Short exercise –
Please copy out every record again, substituting "disconnected pieces" for "separate parts" and leaving everything else as it is.

Provided information –
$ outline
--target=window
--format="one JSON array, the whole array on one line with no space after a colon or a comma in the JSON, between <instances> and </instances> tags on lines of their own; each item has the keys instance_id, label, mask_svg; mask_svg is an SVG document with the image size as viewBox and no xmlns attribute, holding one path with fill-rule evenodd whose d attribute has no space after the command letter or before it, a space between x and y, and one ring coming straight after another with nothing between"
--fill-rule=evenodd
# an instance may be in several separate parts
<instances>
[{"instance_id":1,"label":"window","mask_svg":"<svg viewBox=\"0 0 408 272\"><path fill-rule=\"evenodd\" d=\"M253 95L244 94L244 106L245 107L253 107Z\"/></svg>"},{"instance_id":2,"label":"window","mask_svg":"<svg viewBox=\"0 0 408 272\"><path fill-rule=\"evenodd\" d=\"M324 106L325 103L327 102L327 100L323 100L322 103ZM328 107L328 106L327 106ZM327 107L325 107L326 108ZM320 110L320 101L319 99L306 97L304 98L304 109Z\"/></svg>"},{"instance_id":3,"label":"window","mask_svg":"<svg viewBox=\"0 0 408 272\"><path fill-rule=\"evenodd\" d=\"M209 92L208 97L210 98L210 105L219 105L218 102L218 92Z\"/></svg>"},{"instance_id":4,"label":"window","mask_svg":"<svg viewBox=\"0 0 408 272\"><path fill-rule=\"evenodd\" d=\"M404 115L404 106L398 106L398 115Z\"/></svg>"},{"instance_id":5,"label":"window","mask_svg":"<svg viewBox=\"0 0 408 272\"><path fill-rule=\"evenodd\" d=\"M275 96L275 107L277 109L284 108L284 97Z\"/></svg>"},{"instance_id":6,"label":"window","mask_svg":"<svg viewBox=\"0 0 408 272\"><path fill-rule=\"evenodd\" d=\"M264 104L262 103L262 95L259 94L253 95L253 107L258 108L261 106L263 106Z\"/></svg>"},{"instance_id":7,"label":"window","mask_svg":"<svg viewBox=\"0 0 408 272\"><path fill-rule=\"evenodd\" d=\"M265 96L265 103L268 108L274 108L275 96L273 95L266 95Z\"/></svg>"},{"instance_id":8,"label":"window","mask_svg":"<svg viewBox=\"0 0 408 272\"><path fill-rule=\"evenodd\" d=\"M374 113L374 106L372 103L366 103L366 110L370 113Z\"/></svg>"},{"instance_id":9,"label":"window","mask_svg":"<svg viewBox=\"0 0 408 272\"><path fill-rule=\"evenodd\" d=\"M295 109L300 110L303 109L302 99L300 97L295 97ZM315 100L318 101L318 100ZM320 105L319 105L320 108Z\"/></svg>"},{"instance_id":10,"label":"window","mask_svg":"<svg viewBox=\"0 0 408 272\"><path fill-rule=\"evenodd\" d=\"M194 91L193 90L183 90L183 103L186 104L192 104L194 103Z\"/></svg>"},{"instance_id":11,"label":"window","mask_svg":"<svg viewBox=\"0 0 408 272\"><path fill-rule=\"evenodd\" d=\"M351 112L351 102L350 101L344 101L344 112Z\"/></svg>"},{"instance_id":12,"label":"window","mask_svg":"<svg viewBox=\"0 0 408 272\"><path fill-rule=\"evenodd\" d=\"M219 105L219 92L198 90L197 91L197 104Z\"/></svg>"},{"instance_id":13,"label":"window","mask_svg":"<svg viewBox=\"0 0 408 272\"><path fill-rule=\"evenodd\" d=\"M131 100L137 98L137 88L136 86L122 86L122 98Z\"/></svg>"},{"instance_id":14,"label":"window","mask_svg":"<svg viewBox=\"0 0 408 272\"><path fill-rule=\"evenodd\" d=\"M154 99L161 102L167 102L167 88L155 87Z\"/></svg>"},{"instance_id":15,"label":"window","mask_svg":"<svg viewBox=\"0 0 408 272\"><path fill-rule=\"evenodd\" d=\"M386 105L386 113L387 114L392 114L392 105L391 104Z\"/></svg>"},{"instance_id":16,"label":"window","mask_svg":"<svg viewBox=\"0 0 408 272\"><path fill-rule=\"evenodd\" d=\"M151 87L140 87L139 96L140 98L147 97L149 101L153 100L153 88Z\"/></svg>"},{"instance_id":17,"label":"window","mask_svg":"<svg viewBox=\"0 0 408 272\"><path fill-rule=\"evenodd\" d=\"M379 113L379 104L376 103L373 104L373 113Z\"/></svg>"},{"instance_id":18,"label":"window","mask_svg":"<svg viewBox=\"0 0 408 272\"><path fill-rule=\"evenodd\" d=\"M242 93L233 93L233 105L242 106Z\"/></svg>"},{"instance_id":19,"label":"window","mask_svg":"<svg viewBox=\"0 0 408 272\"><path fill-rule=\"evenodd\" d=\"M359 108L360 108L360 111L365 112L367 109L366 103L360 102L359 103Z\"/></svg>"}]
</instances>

Response to the task –
$ outline
--target=window
--format="one JSON array, the whole array on one line with no space after a colon or a comma in the JSON, between <instances> and </instances> tags on lines of their own; each item has the keys instance_id, label, mask_svg; mask_svg is an SVG document with the image size as viewBox and no xmlns attribute, holding one path with fill-rule evenodd whose d attribute has no space after the command letter or before it, a space between x and y, and one ring coming straight after another with nothing between"
--fill-rule=evenodd
# an instance may be in several disconnected pieces
<instances>
[{"instance_id":1,"label":"window","mask_svg":"<svg viewBox=\"0 0 408 272\"><path fill-rule=\"evenodd\" d=\"M253 95L244 94L244 106L245 107L253 107Z\"/></svg>"},{"instance_id":2,"label":"window","mask_svg":"<svg viewBox=\"0 0 408 272\"><path fill-rule=\"evenodd\" d=\"M324 106L325 103L327 102L327 100L323 100L322 103ZM328 107L328 106L327 106ZM327 107L325 107L326 108ZM320 110L320 101L319 99L306 97L304 98L304 109Z\"/></svg>"},{"instance_id":3,"label":"window","mask_svg":"<svg viewBox=\"0 0 408 272\"><path fill-rule=\"evenodd\" d=\"M209 92L208 97L210 98L210 105L219 105L218 102L218 92Z\"/></svg>"},{"instance_id":4,"label":"window","mask_svg":"<svg viewBox=\"0 0 408 272\"><path fill-rule=\"evenodd\" d=\"M404 115L404 106L398 106L398 115Z\"/></svg>"},{"instance_id":5,"label":"window","mask_svg":"<svg viewBox=\"0 0 408 272\"><path fill-rule=\"evenodd\" d=\"M275 96L275 107L277 109L284 108L284 97Z\"/></svg>"},{"instance_id":6,"label":"window","mask_svg":"<svg viewBox=\"0 0 408 272\"><path fill-rule=\"evenodd\" d=\"M264 104L262 103L262 95L259 94L253 95L253 107L258 108L261 106L263 106Z\"/></svg>"},{"instance_id":7,"label":"window","mask_svg":"<svg viewBox=\"0 0 408 272\"><path fill-rule=\"evenodd\" d=\"M265 96L265 103L268 108L274 108L275 96L273 95L266 95Z\"/></svg>"},{"instance_id":8,"label":"window","mask_svg":"<svg viewBox=\"0 0 408 272\"><path fill-rule=\"evenodd\" d=\"M374 113L374 106L372 103L366 103L366 110L370 113Z\"/></svg>"},{"instance_id":9,"label":"window","mask_svg":"<svg viewBox=\"0 0 408 272\"><path fill-rule=\"evenodd\" d=\"M295 109L300 110L303 109L302 99L300 97L295 97ZM315 100L318 101L318 100ZM320 105L319 105L320 108Z\"/></svg>"},{"instance_id":10,"label":"window","mask_svg":"<svg viewBox=\"0 0 408 272\"><path fill-rule=\"evenodd\" d=\"M194 91L193 90L183 90L183 103L186 104L192 104L194 103Z\"/></svg>"},{"instance_id":11,"label":"window","mask_svg":"<svg viewBox=\"0 0 408 272\"><path fill-rule=\"evenodd\" d=\"M351 112L351 102L350 101L344 101L344 112Z\"/></svg>"},{"instance_id":12,"label":"window","mask_svg":"<svg viewBox=\"0 0 408 272\"><path fill-rule=\"evenodd\" d=\"M219 105L219 92L198 90L197 91L197 104Z\"/></svg>"},{"instance_id":13,"label":"window","mask_svg":"<svg viewBox=\"0 0 408 272\"><path fill-rule=\"evenodd\" d=\"M131 100L137 98L137 88L136 86L122 86L122 98Z\"/></svg>"},{"instance_id":14,"label":"window","mask_svg":"<svg viewBox=\"0 0 408 272\"><path fill-rule=\"evenodd\" d=\"M154 99L161 102L167 102L167 88L155 87Z\"/></svg>"},{"instance_id":15,"label":"window","mask_svg":"<svg viewBox=\"0 0 408 272\"><path fill-rule=\"evenodd\" d=\"M386 105L386 113L387 114L392 114L392 105L391 104Z\"/></svg>"},{"instance_id":16,"label":"window","mask_svg":"<svg viewBox=\"0 0 408 272\"><path fill-rule=\"evenodd\" d=\"M151 87L140 87L139 96L140 98L147 97L149 101L153 100L153 88Z\"/></svg>"},{"instance_id":17,"label":"window","mask_svg":"<svg viewBox=\"0 0 408 272\"><path fill-rule=\"evenodd\" d=\"M379 113L379 104L376 103L373 104L373 113Z\"/></svg>"},{"instance_id":18,"label":"window","mask_svg":"<svg viewBox=\"0 0 408 272\"><path fill-rule=\"evenodd\" d=\"M242 93L233 93L233 105L242 106Z\"/></svg>"},{"instance_id":19,"label":"window","mask_svg":"<svg viewBox=\"0 0 408 272\"><path fill-rule=\"evenodd\" d=\"M359 108L360 108L360 111L365 112L367 109L366 103L360 102L359 103Z\"/></svg>"}]
</instances>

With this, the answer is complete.